* [CONSIGNE A]:
Répondez à ces questions d'après le passage cité :
(i) Dans quelle école la personne suivait-elle une option artistique en secondaire ?
(ii) Au bout de combien de temps a-t-elle arrêté l'histoire de l'art à l'ULB ?
(iii) Avec qui a-t-elle travaillé avant de connaître la mode belge ?
* [CONSIGNE B]:
Rassemblez toutes les lignes des enregistrements qui contiennent la chaîne « roller ». La casse compte.

* [PASSAGE CITÉ]:
Contourner les consignes
« J’ai toujours dessiné. J’adorais l’option artistique que je suivais en secondaire à l’école Decroly. Mon grand jeu, c’était de contourner les consignes, j’ai l’impression que c’est un peu pareil avec la musique. Dans un morceau, il y a toujours une idée de format et de thème, il faut que tu remplisses quelques contraintes mais en les contournant… C’est ma manière de travailler de manière générale et je me rends compte que plus j’avance, plus c’est ça. Je ne pensais pas faire de la musique de manière professionnelle et puis en fait si. Cela faisait quelques années que je le savais, j’ai commencé l’histoire de l’art à l’ULB et j’ai arrêté après deux ou trois mois, même si j’aimais trop, je passais plus de temps à faire de la musique chez moi qu’aller au cours. Je me suis dit que l’histoire de l’art n’allait pas bouger, que je pourrais encore l’étudier ensuite, alors que mon énergie musicale, il ne fallait pas que je la loupe. »
Un truc mignon
« Je me suis toujours sentie soutenue en Belgique, par les artistes belges. Je trouve qu’il y a une vraie énergie de groupe – cela ne veut pas dire qu’on va se faire des barbecues et des featurings tous ensemble. Mais si on se croise, c’est toujours bienveillant, il y a un truc mignon… J’ai aussi été accueillie par les artistes français. Cela m’a beaucoup étonnée. On était en confinement, j’avais sorti quelques chansons depuis ma chambre, le monde était très bizarre et sur Internet, je voyais les noms de ceux qui partageaient mes chansons, c’était fou. Je pense que cela a été le premier déclic, qui m’a fait me sentir un peu plus légitime. Et c’était un gros coup de pouce, ils m’ont apporté de la visibilité et ils m’ont aussi fait connaître auprès de leur public. »
J’achète beaucoup en friperie et je recycle souvent les vêtements de ma mère, des vieilles pièces qui ont 30 ans et n’ont pas bougé.
La mode belge
« Je ne la connaissais pas avant de travailler avec Stéphanie Anspach, qui a sa marque éponyme. Elle est seule aux commandes, se démène, met la qualité du produit au-dessus de tout, je trouve sa mentalité belle. Grâce à elle, j’ai découvert des noms dans la mode que je ne connaissais pas. Quand je peux, en promo, je mets des vêtements de Stéphanie, je trouve son projet touchant. Sinon, je ne m’y connais pas vraiment. J’achète beaucoup en friperie et je recycle souvent les vêtements de ma mère, des vieilles pièces qui ont 30 ans et n’ont pas bougé, qui sont intemporelles. Ma garde-robe, c’est donc un peu Vinted et un peu ma mère. »

* [DONNÉES D'ENTRÉE]:
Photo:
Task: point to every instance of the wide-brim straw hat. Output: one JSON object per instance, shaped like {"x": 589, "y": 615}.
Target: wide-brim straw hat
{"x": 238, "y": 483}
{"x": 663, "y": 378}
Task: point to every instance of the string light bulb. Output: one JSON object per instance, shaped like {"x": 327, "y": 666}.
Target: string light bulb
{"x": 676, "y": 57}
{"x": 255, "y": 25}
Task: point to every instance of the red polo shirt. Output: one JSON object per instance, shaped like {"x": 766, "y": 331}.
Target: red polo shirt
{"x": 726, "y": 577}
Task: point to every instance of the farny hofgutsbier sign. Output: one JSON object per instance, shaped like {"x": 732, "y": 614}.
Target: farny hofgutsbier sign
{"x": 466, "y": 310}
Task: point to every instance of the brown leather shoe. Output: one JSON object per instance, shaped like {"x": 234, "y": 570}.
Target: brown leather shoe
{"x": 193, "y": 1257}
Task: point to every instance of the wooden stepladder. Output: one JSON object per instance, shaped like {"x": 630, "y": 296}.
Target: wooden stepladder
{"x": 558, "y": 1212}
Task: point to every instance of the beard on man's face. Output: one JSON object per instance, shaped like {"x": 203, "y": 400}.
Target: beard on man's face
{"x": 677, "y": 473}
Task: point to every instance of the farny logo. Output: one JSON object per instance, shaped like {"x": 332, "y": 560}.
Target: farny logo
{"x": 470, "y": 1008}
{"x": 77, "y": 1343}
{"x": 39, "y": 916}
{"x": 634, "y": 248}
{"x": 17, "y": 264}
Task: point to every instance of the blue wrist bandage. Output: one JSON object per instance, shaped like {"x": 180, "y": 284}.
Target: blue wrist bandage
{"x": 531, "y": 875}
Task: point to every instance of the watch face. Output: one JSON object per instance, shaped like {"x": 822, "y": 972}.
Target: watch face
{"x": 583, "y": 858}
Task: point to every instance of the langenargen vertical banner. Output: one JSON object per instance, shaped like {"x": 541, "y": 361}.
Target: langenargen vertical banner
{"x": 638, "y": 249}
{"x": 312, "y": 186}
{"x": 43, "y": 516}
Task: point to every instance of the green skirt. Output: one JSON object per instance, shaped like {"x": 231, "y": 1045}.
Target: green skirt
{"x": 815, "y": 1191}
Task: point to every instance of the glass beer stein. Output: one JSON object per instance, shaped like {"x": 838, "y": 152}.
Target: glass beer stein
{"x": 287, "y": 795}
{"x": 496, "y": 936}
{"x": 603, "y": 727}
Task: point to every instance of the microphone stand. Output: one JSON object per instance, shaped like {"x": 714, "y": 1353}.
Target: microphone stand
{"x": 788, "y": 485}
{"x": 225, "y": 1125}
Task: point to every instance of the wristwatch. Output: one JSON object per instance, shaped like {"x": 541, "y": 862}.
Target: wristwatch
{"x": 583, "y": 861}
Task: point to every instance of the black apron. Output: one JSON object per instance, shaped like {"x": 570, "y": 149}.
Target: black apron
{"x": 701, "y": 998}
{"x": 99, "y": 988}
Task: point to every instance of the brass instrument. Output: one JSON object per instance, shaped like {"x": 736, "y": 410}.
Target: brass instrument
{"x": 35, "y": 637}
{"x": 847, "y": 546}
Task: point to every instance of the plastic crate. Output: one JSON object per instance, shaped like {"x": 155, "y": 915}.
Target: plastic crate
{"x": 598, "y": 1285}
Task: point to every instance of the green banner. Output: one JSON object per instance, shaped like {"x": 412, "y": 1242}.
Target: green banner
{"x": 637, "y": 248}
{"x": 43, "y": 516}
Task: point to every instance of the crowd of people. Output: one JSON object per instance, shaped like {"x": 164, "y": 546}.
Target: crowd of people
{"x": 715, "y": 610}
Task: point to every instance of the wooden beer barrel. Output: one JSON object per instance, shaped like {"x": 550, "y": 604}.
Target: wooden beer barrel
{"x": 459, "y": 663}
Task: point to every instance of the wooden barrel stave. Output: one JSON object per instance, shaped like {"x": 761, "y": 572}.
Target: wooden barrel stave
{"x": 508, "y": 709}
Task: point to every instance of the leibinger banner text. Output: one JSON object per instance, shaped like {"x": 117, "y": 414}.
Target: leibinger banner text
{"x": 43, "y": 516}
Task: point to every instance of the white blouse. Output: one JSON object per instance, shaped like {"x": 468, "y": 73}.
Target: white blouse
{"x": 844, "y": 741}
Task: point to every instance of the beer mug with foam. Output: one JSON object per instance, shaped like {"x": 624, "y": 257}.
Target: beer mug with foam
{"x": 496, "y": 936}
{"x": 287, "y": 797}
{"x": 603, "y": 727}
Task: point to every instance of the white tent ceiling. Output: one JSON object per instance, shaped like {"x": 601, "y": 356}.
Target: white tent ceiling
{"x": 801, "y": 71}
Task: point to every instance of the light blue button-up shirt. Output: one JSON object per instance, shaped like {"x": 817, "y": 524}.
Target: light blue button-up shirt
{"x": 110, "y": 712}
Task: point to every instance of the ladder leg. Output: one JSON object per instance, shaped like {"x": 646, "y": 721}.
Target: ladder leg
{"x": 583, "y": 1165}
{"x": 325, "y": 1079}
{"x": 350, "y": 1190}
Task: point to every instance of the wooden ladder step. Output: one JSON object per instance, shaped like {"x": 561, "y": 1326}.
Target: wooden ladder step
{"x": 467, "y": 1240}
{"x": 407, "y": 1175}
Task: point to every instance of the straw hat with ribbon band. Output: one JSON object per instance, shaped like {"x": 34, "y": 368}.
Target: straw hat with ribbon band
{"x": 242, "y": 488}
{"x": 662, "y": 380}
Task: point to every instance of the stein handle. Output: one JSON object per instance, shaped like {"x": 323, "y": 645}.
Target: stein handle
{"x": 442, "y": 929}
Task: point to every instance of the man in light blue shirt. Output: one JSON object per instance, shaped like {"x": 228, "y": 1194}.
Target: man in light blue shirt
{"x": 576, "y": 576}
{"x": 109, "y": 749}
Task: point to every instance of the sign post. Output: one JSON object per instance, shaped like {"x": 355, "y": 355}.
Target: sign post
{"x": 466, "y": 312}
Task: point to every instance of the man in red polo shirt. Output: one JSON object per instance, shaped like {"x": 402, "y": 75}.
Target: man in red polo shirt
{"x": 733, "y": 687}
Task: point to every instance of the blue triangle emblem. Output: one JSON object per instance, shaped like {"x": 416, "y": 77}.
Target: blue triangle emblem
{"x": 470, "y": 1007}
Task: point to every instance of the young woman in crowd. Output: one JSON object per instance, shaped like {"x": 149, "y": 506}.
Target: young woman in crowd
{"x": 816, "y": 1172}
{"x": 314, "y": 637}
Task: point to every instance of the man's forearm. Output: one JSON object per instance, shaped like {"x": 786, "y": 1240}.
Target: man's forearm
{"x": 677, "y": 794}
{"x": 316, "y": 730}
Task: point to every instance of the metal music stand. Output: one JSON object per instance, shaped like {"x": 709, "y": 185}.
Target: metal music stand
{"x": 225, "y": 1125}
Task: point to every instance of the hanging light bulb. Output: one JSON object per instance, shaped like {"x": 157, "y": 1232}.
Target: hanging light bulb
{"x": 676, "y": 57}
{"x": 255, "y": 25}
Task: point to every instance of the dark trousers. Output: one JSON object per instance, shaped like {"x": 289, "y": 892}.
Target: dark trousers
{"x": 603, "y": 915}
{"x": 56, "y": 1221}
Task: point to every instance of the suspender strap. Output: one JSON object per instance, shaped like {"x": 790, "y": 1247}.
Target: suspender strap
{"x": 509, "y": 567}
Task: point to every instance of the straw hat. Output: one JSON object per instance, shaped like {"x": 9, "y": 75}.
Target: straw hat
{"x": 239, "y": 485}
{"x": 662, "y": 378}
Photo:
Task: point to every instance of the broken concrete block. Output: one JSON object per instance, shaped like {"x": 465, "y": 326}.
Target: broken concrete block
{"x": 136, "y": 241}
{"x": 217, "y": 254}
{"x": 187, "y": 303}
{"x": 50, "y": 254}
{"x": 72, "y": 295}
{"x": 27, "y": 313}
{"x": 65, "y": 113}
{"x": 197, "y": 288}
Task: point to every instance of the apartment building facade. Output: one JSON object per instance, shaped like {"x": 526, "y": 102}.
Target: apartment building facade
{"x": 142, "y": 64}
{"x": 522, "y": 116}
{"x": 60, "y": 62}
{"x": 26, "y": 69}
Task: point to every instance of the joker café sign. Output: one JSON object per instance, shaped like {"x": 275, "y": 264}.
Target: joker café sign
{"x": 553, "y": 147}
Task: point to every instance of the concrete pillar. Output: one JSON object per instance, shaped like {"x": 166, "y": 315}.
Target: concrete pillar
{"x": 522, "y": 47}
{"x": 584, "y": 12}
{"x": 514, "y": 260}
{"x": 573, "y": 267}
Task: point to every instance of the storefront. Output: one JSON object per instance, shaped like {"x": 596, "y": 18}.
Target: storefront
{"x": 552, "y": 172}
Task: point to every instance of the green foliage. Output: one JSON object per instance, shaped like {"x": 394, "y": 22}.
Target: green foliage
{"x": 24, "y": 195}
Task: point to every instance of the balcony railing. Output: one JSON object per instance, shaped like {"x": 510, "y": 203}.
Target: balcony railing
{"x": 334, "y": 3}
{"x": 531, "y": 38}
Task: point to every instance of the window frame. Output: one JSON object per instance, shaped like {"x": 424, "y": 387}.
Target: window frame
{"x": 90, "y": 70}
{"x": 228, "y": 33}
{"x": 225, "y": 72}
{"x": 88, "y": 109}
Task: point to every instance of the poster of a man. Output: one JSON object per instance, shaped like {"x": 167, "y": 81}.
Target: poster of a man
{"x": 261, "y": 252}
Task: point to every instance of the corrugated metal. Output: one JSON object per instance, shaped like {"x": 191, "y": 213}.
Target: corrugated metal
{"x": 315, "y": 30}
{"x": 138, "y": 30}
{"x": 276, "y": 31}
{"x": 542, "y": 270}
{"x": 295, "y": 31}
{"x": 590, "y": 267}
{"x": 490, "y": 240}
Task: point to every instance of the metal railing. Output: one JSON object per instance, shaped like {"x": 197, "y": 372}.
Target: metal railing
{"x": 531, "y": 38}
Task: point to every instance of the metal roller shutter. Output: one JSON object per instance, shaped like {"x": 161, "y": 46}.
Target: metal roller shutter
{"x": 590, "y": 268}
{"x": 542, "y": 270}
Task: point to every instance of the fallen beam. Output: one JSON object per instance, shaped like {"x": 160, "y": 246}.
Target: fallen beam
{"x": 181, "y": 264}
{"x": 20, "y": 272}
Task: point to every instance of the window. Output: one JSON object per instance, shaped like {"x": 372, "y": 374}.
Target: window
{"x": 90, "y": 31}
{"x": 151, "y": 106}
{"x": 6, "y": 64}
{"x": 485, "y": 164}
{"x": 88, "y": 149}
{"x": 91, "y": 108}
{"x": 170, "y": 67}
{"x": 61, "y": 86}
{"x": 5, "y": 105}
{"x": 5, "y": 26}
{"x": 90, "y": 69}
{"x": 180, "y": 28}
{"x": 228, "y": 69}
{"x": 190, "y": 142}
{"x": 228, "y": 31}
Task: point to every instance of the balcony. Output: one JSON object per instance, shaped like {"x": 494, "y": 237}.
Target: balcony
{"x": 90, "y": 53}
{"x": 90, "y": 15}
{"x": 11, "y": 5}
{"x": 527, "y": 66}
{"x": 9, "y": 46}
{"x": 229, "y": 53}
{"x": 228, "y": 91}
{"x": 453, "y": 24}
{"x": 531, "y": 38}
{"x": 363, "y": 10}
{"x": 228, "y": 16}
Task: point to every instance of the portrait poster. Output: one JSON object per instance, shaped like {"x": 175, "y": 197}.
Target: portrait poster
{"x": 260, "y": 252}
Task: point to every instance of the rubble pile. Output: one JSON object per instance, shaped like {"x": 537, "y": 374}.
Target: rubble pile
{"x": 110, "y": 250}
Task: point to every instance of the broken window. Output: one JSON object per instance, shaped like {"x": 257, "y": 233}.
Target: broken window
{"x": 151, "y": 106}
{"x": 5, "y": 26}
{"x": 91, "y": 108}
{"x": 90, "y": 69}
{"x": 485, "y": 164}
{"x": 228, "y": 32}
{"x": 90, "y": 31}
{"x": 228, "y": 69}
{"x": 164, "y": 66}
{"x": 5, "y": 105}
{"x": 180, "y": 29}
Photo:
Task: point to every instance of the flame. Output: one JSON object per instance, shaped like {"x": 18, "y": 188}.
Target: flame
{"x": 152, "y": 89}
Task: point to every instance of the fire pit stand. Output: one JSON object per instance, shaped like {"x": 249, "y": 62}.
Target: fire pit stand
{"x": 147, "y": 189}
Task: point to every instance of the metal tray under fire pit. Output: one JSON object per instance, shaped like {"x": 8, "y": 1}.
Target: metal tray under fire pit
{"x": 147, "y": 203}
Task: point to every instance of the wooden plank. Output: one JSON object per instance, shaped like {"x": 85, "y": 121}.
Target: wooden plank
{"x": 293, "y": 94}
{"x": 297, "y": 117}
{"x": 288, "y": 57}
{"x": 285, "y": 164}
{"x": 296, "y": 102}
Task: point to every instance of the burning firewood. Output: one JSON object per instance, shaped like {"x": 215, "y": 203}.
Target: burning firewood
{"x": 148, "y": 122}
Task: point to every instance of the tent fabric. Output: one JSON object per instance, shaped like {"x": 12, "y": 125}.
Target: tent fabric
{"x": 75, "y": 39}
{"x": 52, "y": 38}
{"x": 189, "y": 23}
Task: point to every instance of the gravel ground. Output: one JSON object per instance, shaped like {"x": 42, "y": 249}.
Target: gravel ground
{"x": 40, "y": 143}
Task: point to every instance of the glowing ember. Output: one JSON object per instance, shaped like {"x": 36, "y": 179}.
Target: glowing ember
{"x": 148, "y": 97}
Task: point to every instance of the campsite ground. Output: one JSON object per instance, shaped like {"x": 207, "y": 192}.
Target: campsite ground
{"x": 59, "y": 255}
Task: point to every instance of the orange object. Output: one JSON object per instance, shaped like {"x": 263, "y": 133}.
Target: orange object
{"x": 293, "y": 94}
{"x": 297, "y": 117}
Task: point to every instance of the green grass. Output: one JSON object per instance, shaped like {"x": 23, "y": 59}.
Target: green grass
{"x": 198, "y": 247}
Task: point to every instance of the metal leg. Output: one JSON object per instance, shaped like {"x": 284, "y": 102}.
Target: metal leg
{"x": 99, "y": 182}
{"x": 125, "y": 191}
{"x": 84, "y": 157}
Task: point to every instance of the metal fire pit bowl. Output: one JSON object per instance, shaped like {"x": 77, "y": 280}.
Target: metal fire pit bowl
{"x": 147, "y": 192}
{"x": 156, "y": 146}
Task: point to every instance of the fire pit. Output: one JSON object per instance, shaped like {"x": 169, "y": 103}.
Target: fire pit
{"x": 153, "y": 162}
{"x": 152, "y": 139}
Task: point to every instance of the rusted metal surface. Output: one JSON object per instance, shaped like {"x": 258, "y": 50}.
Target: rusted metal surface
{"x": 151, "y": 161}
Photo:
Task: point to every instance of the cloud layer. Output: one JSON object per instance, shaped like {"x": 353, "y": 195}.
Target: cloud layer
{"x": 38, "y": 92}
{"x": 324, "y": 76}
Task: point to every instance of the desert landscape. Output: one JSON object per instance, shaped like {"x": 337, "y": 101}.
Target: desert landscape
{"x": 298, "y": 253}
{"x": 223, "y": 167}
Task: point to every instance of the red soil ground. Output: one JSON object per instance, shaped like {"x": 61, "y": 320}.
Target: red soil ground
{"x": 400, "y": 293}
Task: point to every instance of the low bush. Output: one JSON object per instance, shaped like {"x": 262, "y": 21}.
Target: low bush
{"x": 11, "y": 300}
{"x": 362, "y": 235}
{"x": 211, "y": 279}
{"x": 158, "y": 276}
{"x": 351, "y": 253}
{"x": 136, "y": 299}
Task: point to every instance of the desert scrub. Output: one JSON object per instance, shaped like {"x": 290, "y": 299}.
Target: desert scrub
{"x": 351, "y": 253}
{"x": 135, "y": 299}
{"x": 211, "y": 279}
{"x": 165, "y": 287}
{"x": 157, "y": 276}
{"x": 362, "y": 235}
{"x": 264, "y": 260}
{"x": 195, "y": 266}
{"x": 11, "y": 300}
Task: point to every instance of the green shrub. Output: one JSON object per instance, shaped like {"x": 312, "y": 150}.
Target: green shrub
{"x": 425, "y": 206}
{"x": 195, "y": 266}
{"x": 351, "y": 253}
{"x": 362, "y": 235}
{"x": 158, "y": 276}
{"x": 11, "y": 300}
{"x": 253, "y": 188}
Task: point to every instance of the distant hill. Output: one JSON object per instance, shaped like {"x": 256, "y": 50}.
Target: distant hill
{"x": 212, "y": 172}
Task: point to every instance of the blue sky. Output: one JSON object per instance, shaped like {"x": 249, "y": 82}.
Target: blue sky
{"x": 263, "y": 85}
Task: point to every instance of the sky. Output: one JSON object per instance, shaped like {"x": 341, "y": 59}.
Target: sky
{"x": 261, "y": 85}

* [RÉPONSE COMPLÈTE A]:
(i) À l'école Decroly.
(ii) Après deux ou trois mois.
(iii) Avec Stéphanie Anspach.

* [RÉPONSE COMPLÈTE B]:
Task: point to every instance of the metal roller shutter. Output: one JSON object per instance, shaped like {"x": 161, "y": 46}.
Target: metal roller shutter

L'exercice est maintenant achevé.